__Your objective__: Show every line of the entries below that contains the word "background".

** Start The input **

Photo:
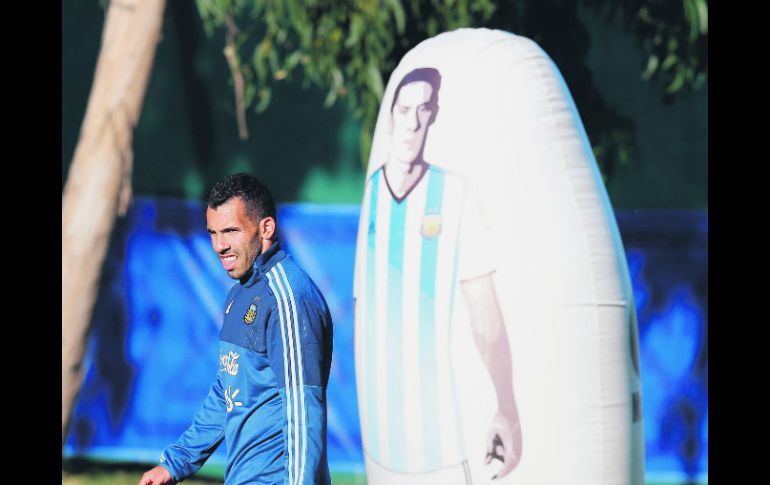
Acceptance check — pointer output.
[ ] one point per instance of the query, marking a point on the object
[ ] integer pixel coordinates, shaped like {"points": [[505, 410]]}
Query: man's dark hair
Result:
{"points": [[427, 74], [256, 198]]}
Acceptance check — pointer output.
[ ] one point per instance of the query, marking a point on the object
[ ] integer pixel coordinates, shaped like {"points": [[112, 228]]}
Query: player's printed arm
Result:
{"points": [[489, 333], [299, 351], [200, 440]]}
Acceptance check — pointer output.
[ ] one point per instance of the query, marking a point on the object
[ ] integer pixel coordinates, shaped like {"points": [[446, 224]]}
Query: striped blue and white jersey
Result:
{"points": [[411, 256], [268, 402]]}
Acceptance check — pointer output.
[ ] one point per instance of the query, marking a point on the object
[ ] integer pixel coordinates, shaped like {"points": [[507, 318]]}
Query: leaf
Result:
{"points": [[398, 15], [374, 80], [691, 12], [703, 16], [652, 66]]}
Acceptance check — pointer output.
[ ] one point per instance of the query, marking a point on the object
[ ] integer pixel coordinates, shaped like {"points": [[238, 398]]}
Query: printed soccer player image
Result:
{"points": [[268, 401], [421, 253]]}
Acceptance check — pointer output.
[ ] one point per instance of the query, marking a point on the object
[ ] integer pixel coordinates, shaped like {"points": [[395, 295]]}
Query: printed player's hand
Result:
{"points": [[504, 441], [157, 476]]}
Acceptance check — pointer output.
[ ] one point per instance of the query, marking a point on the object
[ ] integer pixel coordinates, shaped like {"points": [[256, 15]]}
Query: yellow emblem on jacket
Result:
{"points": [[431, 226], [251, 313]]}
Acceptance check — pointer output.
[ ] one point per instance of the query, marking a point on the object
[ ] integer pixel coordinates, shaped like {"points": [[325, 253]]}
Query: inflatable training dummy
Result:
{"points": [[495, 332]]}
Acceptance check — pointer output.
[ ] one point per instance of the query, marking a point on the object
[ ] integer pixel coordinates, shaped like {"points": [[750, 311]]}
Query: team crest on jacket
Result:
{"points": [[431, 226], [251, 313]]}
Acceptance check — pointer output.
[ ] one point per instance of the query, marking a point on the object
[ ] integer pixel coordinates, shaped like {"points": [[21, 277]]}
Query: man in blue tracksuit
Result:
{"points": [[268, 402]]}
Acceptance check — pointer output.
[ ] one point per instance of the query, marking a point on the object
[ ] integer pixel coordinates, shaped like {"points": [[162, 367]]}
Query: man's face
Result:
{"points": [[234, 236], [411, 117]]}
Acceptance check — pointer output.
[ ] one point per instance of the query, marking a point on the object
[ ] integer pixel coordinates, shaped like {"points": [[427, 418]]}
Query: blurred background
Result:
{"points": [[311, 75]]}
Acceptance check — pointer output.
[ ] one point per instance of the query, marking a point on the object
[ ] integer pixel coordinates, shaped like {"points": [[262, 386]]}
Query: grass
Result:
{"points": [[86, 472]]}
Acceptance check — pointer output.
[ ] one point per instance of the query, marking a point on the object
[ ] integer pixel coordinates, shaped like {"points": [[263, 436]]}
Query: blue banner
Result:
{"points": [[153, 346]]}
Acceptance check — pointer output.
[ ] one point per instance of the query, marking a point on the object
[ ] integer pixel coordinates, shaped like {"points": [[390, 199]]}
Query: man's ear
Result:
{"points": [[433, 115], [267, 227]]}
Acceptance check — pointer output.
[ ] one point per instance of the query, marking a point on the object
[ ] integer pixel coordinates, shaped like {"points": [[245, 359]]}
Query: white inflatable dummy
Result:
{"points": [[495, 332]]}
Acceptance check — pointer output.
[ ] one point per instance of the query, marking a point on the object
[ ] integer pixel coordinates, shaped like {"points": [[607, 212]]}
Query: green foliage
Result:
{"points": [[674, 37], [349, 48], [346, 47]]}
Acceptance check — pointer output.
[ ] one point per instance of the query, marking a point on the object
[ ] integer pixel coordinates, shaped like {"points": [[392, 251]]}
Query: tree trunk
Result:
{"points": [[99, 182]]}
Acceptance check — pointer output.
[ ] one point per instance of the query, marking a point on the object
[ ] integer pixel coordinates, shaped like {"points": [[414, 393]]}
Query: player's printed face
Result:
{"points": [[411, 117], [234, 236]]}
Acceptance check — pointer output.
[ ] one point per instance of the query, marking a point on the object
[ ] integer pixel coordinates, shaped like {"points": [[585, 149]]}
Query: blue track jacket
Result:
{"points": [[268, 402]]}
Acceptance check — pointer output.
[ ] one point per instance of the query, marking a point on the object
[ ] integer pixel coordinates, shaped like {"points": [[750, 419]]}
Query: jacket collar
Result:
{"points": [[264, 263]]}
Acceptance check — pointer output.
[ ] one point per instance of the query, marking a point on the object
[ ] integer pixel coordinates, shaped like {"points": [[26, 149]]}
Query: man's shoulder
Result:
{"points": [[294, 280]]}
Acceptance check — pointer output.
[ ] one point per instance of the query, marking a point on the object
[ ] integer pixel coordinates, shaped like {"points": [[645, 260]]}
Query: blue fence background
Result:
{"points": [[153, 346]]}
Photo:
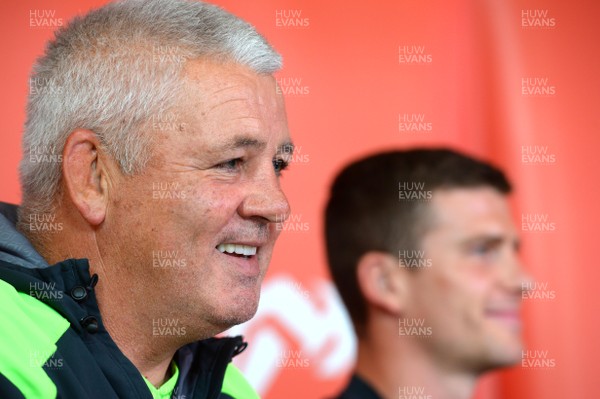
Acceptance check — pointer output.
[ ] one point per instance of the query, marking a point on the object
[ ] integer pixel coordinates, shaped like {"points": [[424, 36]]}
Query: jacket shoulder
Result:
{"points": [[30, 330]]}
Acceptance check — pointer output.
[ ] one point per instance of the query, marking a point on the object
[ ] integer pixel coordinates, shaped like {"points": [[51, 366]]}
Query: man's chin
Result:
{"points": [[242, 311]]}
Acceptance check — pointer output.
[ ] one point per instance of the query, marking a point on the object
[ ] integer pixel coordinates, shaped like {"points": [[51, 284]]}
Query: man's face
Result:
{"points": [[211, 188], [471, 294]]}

** End The input **
** Start The input **

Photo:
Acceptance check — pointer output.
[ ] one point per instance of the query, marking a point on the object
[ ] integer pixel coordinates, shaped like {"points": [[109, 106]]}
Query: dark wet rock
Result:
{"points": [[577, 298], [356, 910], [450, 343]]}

** End The input **

__Reply to the exercise__:
Query: blurred background
Query: blue fence background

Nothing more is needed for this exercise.